Yapılacak İş - Verilen metne göre Ali Dayı, fitne zuhur ettiğinde anlatıcıya neyi yapmamasını tavsiye etmiştir? Lütfen kısaca yanıtlayın.

Verilen Metin -
##########

HAZRETİ ÜSTADIMIZIN BİR MA’NEVÎ TASARRUFU !... ( 2 )

Merhum, Ali Dayı’nın ısrarlı talebim üzere, sır olarak, başkalarıyla paylaşmamam kaydıyla verdiği habere göre, Hazreti Üstazımız(k.s.), “ Ali Dayı, Üçüncü Halife’miz, Hazreti Osman bin Affan radiya’llâhu anh. Efendimizin Hariciler tarafından şehid edilmesiyle zuhur eden, İslâm Tarihinin ilk ve en büyük fitnesine benzer, bir fitne’nin İmam-ı Rabbânî Evlâdı arasında da çıkmasından endişe ederim. Evlâdım, İmam-ı Rabbânî Evlâdı arasında zuhur edecek böyle bir fitne’ye, âhirzaman Fitnesiyle, Deccal Fitnesi de inzimam edince, vay! O zamanki İmam-ı Rabbânî Evlâdı’nın haline, vay! O devirdeki Ümmet-i Muhammed’in haline buyurmuşlardı,”dedi. Pekiyi! Ali Dayı, Hazretimiz, zaman kaydında bulundu mu? Ya’nî,” Yakın bir zamanda,” gibi bir kayıd işaret buyurdu mu? Ali Dayı, “ Hayır! Asla böyle bir kayıd düşmedi. Ümid ederimki, böyle bir fitne zuhur etmeden, Rabbim emanetini alır,” dedikten sonra,senin yaşın bana göre az, ihtimalki, Hazretimizin haber verdiği bu fitne’nin zuhur ettiği zamanda hayatta olabilirsin, sana tavsiyem, Fitne’ye taraf olma! Fitne zuhur ettiğinde, kimin haklı, kimin haksız olduğu belli değildir, evveliyyetle fitne’nin ateşi söndürülmeli,” demişti.
İmdi!.. Biz’ler, İmam-ı Rabbânî Evlâdı gerek, Hazreti Üstazımızın, dünyevî, Zâhirî, ihda, irşad ve tecdid yıllarında, gerekse, bâtınî, hakîkî tasarrufa geçtiği, üveysî olarak bütün himmetinin üzerimizde olduğu yıllarda, Asr-ı Saâdet’de, Ashâb-ı Güzî’nin, fitne nemenem bir şeydir, bilmediği gibi,Biz’ler de, İmam-ı Rabbânî Evlâdı olarak fitne’nin ne olduğunu, bilmiyor-duk, fitne’nin zuhur edebileceğini aklımızın ucundan bile geçirmiyorduk.

##########

Kayıt Listesi -
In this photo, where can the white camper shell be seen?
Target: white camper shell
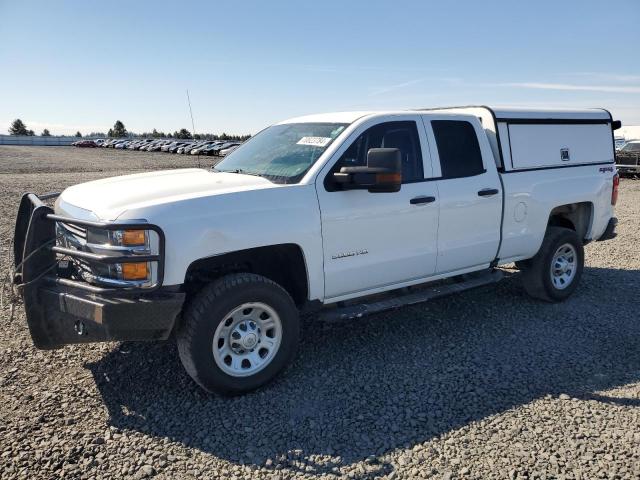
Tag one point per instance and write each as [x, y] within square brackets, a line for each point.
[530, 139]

##########

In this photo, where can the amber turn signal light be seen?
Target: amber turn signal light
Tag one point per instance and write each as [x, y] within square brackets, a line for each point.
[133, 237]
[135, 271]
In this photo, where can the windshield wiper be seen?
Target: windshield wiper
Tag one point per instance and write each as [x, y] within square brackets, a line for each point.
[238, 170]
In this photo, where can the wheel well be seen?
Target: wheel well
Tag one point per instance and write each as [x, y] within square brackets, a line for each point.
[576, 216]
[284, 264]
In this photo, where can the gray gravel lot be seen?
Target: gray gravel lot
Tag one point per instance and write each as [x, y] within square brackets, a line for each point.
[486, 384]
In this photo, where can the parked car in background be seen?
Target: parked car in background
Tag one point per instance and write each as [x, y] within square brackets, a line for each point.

##########

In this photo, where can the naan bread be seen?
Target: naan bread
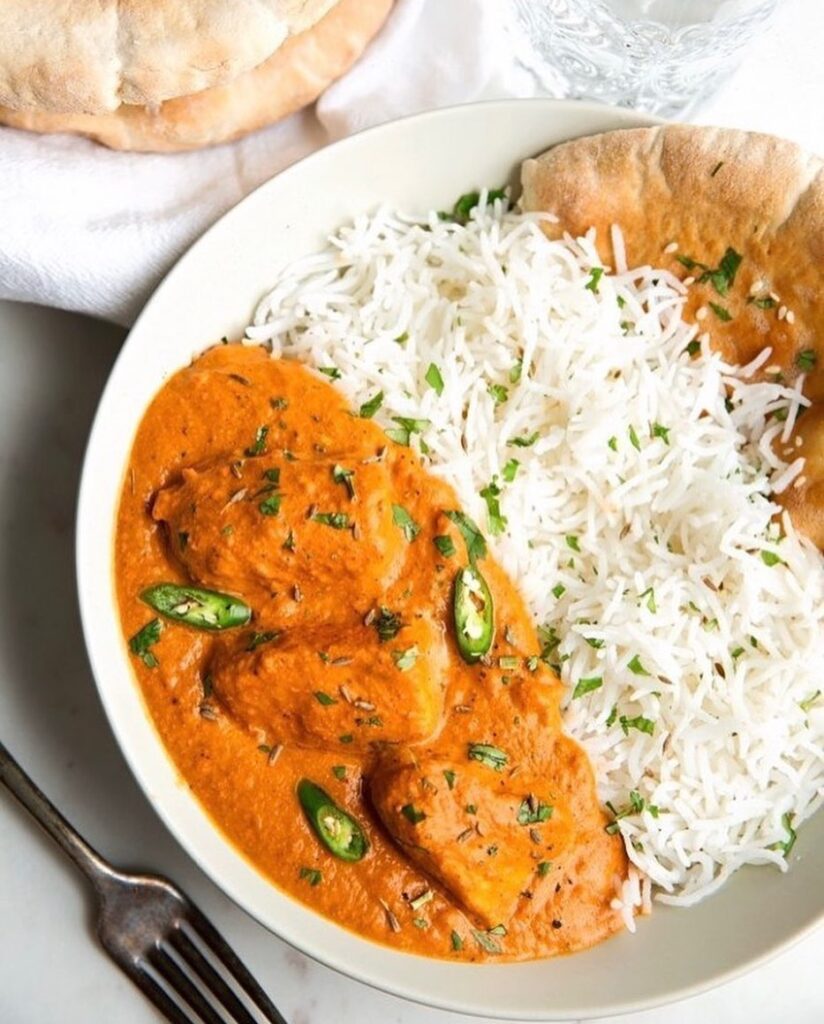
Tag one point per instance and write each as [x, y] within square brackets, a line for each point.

##########

Çözülmüş Problem - Fitneye taraf olmamasını tavsiye etmiştir.